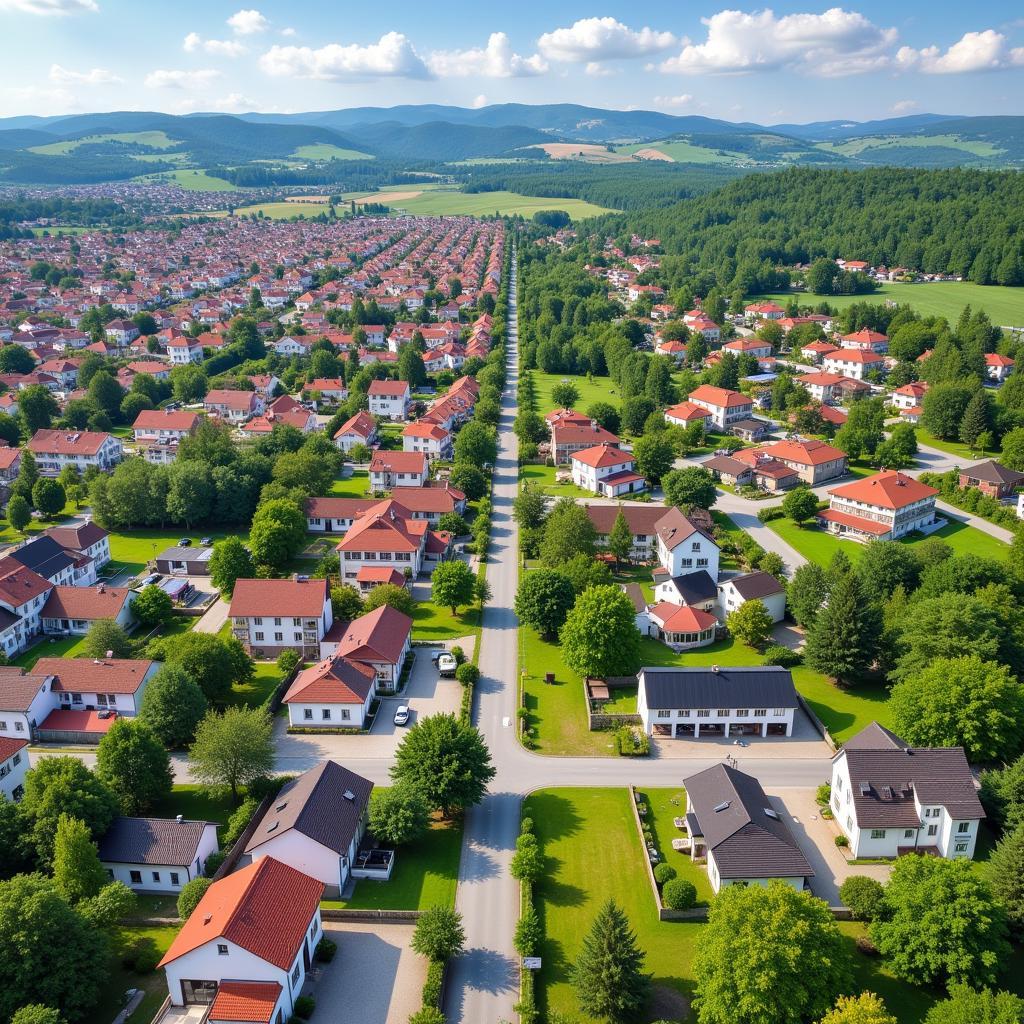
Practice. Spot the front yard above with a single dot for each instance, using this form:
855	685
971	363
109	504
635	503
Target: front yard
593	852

===

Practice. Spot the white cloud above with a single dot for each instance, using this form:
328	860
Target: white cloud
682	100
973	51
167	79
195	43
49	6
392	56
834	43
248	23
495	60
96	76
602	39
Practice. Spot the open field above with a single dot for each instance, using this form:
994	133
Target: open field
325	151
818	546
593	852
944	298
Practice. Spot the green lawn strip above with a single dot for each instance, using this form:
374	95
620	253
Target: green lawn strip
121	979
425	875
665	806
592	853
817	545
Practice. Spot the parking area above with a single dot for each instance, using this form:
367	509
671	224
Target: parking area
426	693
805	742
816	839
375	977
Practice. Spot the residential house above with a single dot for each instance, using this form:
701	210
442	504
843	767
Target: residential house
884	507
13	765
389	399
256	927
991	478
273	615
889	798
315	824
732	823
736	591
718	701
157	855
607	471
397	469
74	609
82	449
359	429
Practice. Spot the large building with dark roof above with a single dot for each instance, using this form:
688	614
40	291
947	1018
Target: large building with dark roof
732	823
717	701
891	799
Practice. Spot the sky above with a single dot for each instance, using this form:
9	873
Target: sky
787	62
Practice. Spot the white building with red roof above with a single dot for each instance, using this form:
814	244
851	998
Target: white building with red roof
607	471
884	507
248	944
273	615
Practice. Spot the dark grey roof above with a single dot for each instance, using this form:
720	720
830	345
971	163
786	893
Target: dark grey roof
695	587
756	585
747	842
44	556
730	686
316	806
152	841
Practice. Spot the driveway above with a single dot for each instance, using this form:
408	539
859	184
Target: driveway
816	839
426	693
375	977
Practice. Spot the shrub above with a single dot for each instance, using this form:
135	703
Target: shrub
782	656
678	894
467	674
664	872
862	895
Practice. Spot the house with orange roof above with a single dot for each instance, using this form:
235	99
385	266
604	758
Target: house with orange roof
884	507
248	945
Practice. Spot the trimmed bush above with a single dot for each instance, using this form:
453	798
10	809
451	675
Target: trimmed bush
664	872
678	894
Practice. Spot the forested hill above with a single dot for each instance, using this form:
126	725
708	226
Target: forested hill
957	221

===

__EXERCISE DETAILS__: How many lines of the listing above contain the string "strip", matching case? Reply with the number alone.

__RESPONSE TO THIS EXERCISE__: 2